* Aufgaben *
a: Nenne alle Infrastrukturen, für die Regula Rytz im Gespräch über den Atomausstieg eine Lebensdauer angibt, jeweils zusammen mit dieser Lebensdauer.
b: Schreibe aus dem Gespräch über den Atomausstieg den Abschnitt von „(Red.) Das Gespräch“ bis „auch die Wirtschaftlichkeit.“ wortgetreu ab.
c: Führe das Gespräch über den Atomausstieg nach seinem letzten Satz weiter.

* Vorliegender Text *
● ● ● ●

Grüne Nationalrätin gegen den Atom-Professor

Urs Fitze /  Energiewende ohne AKW? Darüber diskutieren die grüne Politikerin Regula Rytz und der Nuklear-Professor Horst-Michael Prasser.

(Red.) Das Gespräch zwischen der grünen Nationalrätin Regula Rytz, Historikerin und Co-Präsidentin der Grünen Schweiz, und Horst-Michael Prasser, Professor für Kernenergiesysteme an der ETH Zürich, fand im Rahmen eines Podiums am Filmfestival «Halbwertszeit» und vor dem Hintergrund der Volksabstimmung zum Atomausstieg vom 27. November 2016 statt. Das Podiumsgespräch wurde von Urs Fitze geleitet.

Bei einem Thema sind Sie sich einig: Die alten Atommeiler in der Schweiz gehören abgeschaltet.

Horst-Michael Prasser: Sie gehören nicht abgeschaltet, sie gehören ersetzt. Aber ich wäre da noch etwas differenzierter. Jede einzelne Anlage muss die vorgeschriebenen Prüfungen bestehen, dafür gibt es Gesetze und Genehmigungs-Behörden. Aber ich möchte natürlich, dass neue Anlagen gebaut werden, die die alten ersetzen. Das erhöht auch die Sicherheit. Und vielleicht auch die Wirtschaftlichkeit.

Das Schweizer Parlament sieht dies etwa anders. Man hält zwar am Grundsatz eines Atomausstieges fest, will aber von einer Laufzeitbeschränkung nichts wissen. Ihre Partei, Frau Rytz, verlangt gerade eine maximale Laufzeit von 45 Jahren in einem Volksbegehren, über das am 27. November abgestimmt wird. Mit welcher Begründung?

Regula Rytz: Ich habe als Tiefbaudirektorin der Stadt Bern eng mit Ingenieuren, einer sehr wichtigen und wertvollen Berufsgattung, zusammengearbeitet. Da ging es oft um die Lebensdauer der Infrastrukturen: 80 bis 90 Jahre für die Kanalisation und die grossen Leitungen, 30 bis 40 Jahre für eine Tramschiene, 20 Jahre für eine Tramweiche. Die letzten beiden mussten wir am Bahnhofplatz auf Geheiss der Sicherheitsbehörde ersetzen, sonst wäre die Betriebsbewilligung verweigert worden. Da schockiert es mich schon, wenn jetzt bei diesem heiklen Thema diese Bewilligungen einfach immer weiter erstreckt werden. Früher sprach man von einer Laufzeit von 20 Jahren, dann 30, und jetzt heisst es im Parlament: 60 Jahre, oder solange sie sicher sind, obwohl sie ein grosses Risiko für die Bevölkerung darstellen. Dazu kommen die gigantischen finanziellen Risiken, die de facto schon an die nächste Generation überwälzt worden sind. Man denke nur an die Endlagerung.

Herr Prasser, ist die Nachrüstungspolitik der Schweiz in Sachen AKW sinnvoll?

Prasser: Da muss ich zurückfragen: Vertrauen Sie der Schweizer Aufsichtsbehörde Ensi oder nicht?

Tun Sie’s?

● ● ● ●

* Datensatzeinträge *
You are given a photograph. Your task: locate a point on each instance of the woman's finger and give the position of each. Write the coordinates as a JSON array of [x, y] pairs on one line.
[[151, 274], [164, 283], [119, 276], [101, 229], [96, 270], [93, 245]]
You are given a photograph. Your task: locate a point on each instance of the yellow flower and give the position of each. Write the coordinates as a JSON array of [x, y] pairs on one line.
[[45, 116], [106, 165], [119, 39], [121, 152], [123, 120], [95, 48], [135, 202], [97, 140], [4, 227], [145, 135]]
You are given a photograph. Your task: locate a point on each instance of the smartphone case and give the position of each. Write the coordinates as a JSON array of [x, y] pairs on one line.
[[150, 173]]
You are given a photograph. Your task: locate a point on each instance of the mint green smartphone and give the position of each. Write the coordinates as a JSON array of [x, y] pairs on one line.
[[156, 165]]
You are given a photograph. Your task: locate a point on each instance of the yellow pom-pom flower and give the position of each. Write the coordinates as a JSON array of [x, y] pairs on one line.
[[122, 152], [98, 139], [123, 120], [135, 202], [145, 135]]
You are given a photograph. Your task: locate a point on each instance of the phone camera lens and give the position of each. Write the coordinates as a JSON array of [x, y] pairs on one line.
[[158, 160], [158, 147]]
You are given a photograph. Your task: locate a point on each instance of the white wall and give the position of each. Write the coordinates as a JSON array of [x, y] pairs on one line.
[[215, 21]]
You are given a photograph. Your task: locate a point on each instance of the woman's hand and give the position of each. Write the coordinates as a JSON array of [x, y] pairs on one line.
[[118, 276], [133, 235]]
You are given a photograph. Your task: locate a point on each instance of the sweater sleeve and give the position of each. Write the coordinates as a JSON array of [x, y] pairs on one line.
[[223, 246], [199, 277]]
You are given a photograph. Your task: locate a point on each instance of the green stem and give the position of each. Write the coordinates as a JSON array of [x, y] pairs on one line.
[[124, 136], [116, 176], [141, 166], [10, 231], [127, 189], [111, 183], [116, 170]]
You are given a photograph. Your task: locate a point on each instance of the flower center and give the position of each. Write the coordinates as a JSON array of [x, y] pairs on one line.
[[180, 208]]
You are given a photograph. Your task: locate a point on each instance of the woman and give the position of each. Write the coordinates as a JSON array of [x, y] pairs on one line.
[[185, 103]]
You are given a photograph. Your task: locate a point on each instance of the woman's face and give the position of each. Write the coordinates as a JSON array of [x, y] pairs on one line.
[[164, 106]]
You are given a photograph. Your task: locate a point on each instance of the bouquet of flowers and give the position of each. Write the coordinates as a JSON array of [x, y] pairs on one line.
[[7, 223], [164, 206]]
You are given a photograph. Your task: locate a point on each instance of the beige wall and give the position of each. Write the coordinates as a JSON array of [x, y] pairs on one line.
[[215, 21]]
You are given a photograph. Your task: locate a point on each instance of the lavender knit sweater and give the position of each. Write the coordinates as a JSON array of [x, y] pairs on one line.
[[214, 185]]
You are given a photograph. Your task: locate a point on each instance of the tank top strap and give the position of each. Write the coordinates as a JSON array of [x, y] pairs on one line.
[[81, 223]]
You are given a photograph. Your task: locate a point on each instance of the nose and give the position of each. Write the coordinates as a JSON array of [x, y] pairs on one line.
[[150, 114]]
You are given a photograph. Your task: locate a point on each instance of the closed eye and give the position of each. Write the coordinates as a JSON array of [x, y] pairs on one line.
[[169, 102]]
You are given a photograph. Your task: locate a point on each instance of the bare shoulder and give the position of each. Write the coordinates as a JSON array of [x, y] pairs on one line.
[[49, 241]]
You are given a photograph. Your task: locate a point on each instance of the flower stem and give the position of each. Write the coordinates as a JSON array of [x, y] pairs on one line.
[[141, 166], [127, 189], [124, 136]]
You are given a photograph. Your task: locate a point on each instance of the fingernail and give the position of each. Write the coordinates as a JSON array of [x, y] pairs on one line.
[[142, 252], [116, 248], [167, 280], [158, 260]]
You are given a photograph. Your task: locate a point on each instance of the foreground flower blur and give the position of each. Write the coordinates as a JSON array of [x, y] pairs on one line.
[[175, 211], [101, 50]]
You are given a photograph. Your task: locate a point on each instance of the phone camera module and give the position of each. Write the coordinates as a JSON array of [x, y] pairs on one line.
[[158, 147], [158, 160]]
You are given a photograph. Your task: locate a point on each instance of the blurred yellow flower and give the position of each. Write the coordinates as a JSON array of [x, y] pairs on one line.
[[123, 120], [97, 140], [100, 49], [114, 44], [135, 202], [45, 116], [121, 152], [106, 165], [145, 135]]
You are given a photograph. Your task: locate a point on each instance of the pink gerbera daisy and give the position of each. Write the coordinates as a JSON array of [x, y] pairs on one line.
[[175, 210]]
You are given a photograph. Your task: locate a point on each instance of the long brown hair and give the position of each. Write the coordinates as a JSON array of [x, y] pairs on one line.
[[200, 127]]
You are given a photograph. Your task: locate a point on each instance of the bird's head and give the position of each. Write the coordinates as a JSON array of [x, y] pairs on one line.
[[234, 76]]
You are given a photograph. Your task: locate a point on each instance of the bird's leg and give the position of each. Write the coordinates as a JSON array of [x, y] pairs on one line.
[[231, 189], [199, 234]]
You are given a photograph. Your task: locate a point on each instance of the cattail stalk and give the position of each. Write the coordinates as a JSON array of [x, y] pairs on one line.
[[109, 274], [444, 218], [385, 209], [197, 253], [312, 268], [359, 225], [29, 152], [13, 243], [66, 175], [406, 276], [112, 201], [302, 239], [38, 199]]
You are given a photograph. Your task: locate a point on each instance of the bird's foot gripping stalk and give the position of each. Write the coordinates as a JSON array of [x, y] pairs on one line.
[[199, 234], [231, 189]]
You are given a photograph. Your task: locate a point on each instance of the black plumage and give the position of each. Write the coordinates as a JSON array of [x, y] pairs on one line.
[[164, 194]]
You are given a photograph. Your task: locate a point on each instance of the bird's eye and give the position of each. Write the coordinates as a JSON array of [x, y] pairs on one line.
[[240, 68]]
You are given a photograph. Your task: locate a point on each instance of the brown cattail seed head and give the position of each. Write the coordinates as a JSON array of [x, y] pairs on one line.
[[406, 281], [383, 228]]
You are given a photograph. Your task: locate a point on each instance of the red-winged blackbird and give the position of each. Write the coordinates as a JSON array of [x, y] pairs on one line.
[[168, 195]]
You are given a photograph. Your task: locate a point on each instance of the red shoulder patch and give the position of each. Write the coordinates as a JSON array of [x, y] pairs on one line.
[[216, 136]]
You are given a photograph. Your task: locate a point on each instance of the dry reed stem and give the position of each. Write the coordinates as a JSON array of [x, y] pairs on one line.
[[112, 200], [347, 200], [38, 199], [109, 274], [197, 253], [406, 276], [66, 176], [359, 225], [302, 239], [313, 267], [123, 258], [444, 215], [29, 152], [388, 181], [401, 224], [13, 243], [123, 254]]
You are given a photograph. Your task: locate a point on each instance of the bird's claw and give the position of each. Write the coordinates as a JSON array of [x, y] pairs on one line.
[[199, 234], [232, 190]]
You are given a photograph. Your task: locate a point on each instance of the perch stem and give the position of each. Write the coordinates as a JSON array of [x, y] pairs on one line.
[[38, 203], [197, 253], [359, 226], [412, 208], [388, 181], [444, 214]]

● ● ● ●

* Antworten *
a:
Kanalisation und grosse Leitungen: 80 bis 90 Jahre
Tramschiene: 30 bis 40 Jahre
Tramweiche: 20 Jahre

b:
(Red.) Das Gespräch zwischen der grünen Nationalrätin Regula Rytz, Historikerin und Co-Präsidentin der Grünen Schweiz, und Horst-Michael Prasser, Professor für Kernenergiesysteme an der ETH Zürich, fand im Rahmen eines Podiums am Filmfestival «Halbwertszeit» und vor dem Hintergrund der Volksabstimmung zum Atomausstieg vom 27. November 2016 statt. Das Podiumsgespräch wurde von Urs Fitze geleitet.

Bei einem Thema sind Sie sich einig: Die alten Atommeiler in der Schweiz gehören abgeschaltet.

Horst-Michael Prasser: Sie gehören nicht abgeschaltet, sie gehören ersetzt. Aber ich wäre da noch etwas differenzierter. Jede einzelne Anlage muss die vorgeschriebenen Prüfungen bestehen, dafür gibt es Gesetze und Genehmigungs-Behörden. Aber ich möchte natürlich, dass neue Anlagen gebaut werden, die die alten ersetzen. Das erhöht auch die Sicherheit. Und vielleicht auch die Wirtschaftlichkeit.

c:
Prasser: Ja.

Frau Rytz?

Rytz: Nein. Wir brauchen natürlich die Nuklearingenieure, die uns helfen, die Atomkraftwerke abzubauen und zu entsorgen. Das Ensi ist aber in einer sehr schwierigen Lage. In den Debatten hat die Aufsichtsbehörde immer gefordert, die Sicherheitsmargen zu erhöhen und Langzeitbetriebskonzepte zu verlangen, um die Betreiberfirmen auch unter Druck setzen zu können. Doch das wurde alles abgelehnt, und das Ensi hat nicht die Mittel in der Hand, um das Abschalten eines AKW’s auch wirklich durchsetzen zu können. Ich erinnere nur an Fukushima. Die Katastrophe geschah, weil man in den letzten Betriebsjahren nicht genügend in die Sicherheit investiert hatte, vor allem aus betriebswirtschaftlichen Gründen. Dazu kommen personelle Verwicklungen mit der Industrie, die es auch beim Ensi gibt. Ich wünsche mir eine zweite, wirklich unabhängige Instanz.

Stichwort Energiewende: Wie beeinflusst die Laufzeitverlängerung für die Schweizer AKW’s auf unbestimmte Zeit die Schweizer Energiewende, die ja vom Szenario eines Atomausstieges ausgeht?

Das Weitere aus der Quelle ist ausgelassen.